Exercise description:
Nothing in the records may change. Output them all exactly.

==*==

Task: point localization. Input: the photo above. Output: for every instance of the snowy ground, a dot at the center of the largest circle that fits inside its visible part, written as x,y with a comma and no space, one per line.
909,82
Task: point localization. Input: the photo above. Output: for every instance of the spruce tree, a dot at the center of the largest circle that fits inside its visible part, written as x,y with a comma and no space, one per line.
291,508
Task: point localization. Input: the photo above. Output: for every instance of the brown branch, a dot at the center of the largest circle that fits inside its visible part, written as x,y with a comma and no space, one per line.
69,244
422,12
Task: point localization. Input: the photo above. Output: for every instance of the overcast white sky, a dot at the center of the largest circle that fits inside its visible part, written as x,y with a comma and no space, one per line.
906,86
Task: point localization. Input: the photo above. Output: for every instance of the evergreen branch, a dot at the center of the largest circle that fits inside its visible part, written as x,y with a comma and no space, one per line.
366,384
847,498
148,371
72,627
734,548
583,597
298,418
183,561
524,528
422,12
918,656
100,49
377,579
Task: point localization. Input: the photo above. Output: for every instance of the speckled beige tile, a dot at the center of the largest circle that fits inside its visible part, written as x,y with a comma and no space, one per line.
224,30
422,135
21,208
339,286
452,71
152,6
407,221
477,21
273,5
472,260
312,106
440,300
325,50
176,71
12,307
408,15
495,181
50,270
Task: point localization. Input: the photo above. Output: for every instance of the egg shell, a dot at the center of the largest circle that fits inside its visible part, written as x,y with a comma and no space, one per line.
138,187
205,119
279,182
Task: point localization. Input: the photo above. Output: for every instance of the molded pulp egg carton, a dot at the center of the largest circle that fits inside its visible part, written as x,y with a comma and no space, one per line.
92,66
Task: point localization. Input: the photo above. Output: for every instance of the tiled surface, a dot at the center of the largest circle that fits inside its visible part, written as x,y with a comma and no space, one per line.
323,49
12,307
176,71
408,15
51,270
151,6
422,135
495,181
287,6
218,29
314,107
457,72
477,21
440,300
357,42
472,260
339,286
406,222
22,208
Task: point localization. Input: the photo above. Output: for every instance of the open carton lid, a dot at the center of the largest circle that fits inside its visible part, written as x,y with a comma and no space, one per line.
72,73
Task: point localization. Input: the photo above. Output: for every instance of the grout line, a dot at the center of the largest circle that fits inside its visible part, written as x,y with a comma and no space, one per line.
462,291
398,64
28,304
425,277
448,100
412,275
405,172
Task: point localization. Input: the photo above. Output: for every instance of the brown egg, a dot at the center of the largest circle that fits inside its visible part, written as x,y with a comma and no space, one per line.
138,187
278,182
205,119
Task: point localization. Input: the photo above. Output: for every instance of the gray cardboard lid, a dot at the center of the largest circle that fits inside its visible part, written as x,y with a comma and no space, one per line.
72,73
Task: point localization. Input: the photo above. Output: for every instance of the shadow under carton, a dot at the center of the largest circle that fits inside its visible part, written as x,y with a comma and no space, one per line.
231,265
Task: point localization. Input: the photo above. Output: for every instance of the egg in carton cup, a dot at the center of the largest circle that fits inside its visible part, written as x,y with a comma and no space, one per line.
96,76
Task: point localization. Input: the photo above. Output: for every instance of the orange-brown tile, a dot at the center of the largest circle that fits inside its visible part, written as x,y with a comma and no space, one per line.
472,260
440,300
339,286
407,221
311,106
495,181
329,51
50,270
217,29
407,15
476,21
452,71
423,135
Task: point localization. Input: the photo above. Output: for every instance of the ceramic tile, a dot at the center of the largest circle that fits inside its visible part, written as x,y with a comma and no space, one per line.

==*==

Solution:
Task: point localization. Input: the photo above. Output: for every instance of the snowy ground, a dot at the center of the largest circle that fits inside its visible part, written as x,y with a comma and no space, one per line.
909,82
Task: point localization. Input: the photo above. Output: for every instance of the spruce tree, a dot at the center of the largest circle that fits inside its visible part, written as x,y with a comma and no space, one per line.
291,508
Task: point localization. Input: the photo above. Output: for every instance of the brown branch, a dot at the center of the largest circle that fits inside its visible part, written as x,y with a comma and no space, one per line.
69,244
422,12
Task: point localization. Input: the photo above. Output: for every instance of the overcast white sky, a dot at the center of the largest circle that fits inside its visible part, written as x,y with a comma and no space, one per line.
906,86
Task: point localization. Input: the photo above. Output: for every instance of the evergreen branch, a dot at the center of the largest circle that fits inside its visible part, written as x,y with a comma and no space, one per line.
366,384
847,498
148,371
72,627
734,548
583,597
298,418
183,561
524,528
422,12
918,656
100,49
377,579
Task: point localization. Input: the photo above. Output: for every instance of the speckled beige tile, a dot at the center of the largest circle that fits inside its visible part, written as x,y with a comma and no space, one per line.
224,30
422,135
21,208
339,286
452,71
152,6
407,221
477,21
273,5
472,260
312,106
440,300
325,50
176,71
12,307
408,15
495,181
50,270
Task: point localization. Input: the photo above. Output: for every instance of the egg shell, a dot at the center of the largest circle that fits inside its visible part, written as x,y with a comma and no space, one per line.
138,187
205,119
279,182
Task: point localization. Input: the photo above. Output: for every instance of the molded pulp egg carton, a dot at the center of the largest circle that fits inside its visible part, written as x,y with a comma and no space, one per line.
92,66
Task: point localization. Input: the photo above. Output: for every instance of the tiled surface, a dot at the center of the largest circle that fits inside its visible part, written as x,y with a comma and no space, one per line.
323,49
12,307
176,71
408,15
51,270
151,6
422,135
495,181
287,6
218,29
314,107
457,72
477,21
440,300
357,42
472,260
339,286
406,222
22,208
Task: point localization. Input: the photo above. Output: for every instance of the open carton lid, a dot at the center of the largest circle that fits inside its visible part, written as x,y with a comma and no space, one per line.
72,73
Task: point localization. Input: the photo above. Output: for every instance of the grout line, a dot at the center of the largest circle that fits inside its visible part, written as x,y with a comma and no space, one per line.
462,291
398,64
28,304
425,277
448,100
412,275
405,172
Task: point localization. Input: the photo above. Output: for every instance of the brown egg, a dot at the center of the largest circle that fits inside its visible part, written as x,y with a comma and no space, one per line.
138,187
278,182
205,119
Task: point localization. Input: the photo above. Output: for every instance of the gray cardboard lid, a dot at the center of the largest circle that fits inside its visible part, written as x,y with a comma and no space, one per line.
72,73
Task: point localization. Input: the photo above. Output: for every instance of the shadow under carton, a dot at the center of the largest circle that fits inside its visible part, written as x,y with a comma and no space, one per line.
231,265
Task: point localization. Input: the photo above. Output: for every instance of the egg in carton cup, a dot at the center of the largest circle that fits inside its visible part, written as x,y with a comma and no space, one per line.
96,76
Task: point localization. Input: the photo above. Output: for every instance of the orange-brown tile, a dot at the center of the largest circle that fits inside its visible part, written as x,y with a comma and no space, one per line.
472,260
440,300
339,286
407,221
311,106
495,181
329,51
50,270
217,29
407,15
476,21
452,71
423,135
Task: point localization. Input: the photo above. Output: for every instance of the ceramic tile, a dot at the center of the largest circle that fits inside its visible part, written as x,y with a comma and no space, one per line.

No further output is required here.